Moneycontrol PRO
you are here: HomeNewsIndia

At 41.5 mn, India tops the list of disaster-related displacements in South Asia, says a new report

Annual economic losses caused by disasters in the Asia-Pacific were estimated to be around $780 billion as of 2021, equivalent to 2.5 percent of the regional GDP. In the worst case scenario, these losses could mount to $1.4 trillion

September 24, 2022 / 01:46 PM IST
People wade through flood waters in Solmara of Nalbari district, in India's Assam state on June 19, 2022.

People wade through flood waters in Solmara of Nalbari district, in India's Assam state on June 19, 2022.

At least 61.4 million people were displaced in South Asia between 2010 and 2021 because of natural disasters such as floods, cyclones, earthquakes, etc., with India topping the list with 41.5 million internal displacements, according to a new report.

The Internal Displacement Monitoring Centre (IDMC) and the Asian Development Bank (ADB) report, which studied displacements in Asia and Pacific, says South Asia accounted for the third-largest share of disaster displacements in the region during 2010-2021 as the impact of climate change deepened.

Most of the displacements in South Asia happened during the annual southwest and northeast monsoons, the report, titled ‘Disaster Displacement in Asia and the Pacific: A Business Case for Investment in Prevention and Solutions,’ says.

Monsoon shift

In recent years, the region experienced shifts in flood duration with the El Niño Southern Oscillation variation playing a role in their frequency and intensity, states the report, seen by this writer. The report is publicly available on ADB’s portal.

In 2021, La Niña had weakened the monsoon season in South Asia, because of which fewer people were forced out of their homes compared to previous years.

“However, in India the monsoon lasted from June to October last year — instead of September. It overlapped with the onset of the northeast monsoons, bringing unusually heavy rain and floods in southern states and triggering 312,000 displacements in Tamil Nadu in November,” the report says.

This year too, the monsoon has been pretty erratic and uneven in India, with some states battling a deluge while others are facing a deficit, which affected the sowing season and the kharif crop.

Though the India Meteorological Department (IMD) announced the withdrawal of the monsoon on September 20, a depression over the Bay of Bengal that moved northwards, coupled with a western disturbance, has brought in a fresh wet spell over northwest and other parts of India. The wet spell is expected to continue for the next couple of days, the IMD said in its bulletin.

On an average, nearly 90 percent of the displacements triggered by floods in Asia-Pacific took place between May and August. In South Asia, most flood-related displacements happened between May and September, with June and July the most affected, it says.

As climate change contributes to prolonged and erratic monsoons, the impact of seasonal flooding in South Asia may continue to have devastating consequences, the report warns. Climate change — combined with rapid urbanisation and other factors — may significantly increase future displacement risk and related costs.

Given information

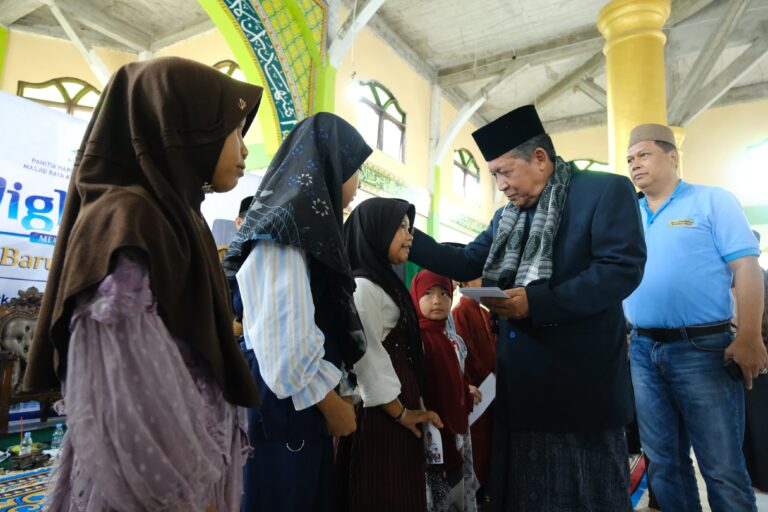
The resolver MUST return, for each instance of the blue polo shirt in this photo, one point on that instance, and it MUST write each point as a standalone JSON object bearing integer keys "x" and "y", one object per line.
{"x": 690, "y": 240}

Complete the following
1) Which organizations does the article on disaster displacement in South Asia give with both a full name and an abbreviation? List each with its abbreviation.
2) Extend the article on disaster displacement in South Asia from its final sentence.

Task results
1)
- Internal Displacement Monitoring Centre (IDMC)
- Asian Development Bank (ADB)
- India Meteorological Department (IMD)

2)
"Asia-Pacific is the world's most rapidly urbanising region, and the expansion of cities in disaster-prone areas increases people's exposure to displacement," stated IDMC's global monitoring and reporting manager, Vicente Anzellini.

An UN Habitat report released in June this year had also warned that an increase in extreme weather and natural disasters such as flooding, heatwaves, and landslides will affect urban areas the hardest, making adaptation a matter of paramount importance.

Another report in Nature Communications in June said 1.81 billion people (23 percent of the world’s population) were directly exposed to 1-in-100-year floods, posing significant risks to lives and livelihoods, especially of vulnerable populations.

Last year’s Intergovernmental Panel on Climate Change (IPCC) report also warned of more frequent and intense heat waves, extreme rain, erratic monsoon, more cyclonic activity, and droughts in India.

"As the intensity and frequency of disasters are expected to increase, people uprooted from home will have less time to recover, potentially trapping them in cycles of prolonged or repeated displacement," Anzellini says.

Floods and storms top the list

This year too, very heavy pre-monsoon and monsoon rains triggered deadly floods and landslides across India, affecting millions of people in both urban and rural areas.

In nearby Pakistan, hundreds of thousands of people have been displaced in one of the worst-ever floods since June. This year’s displacements do not figure in the report.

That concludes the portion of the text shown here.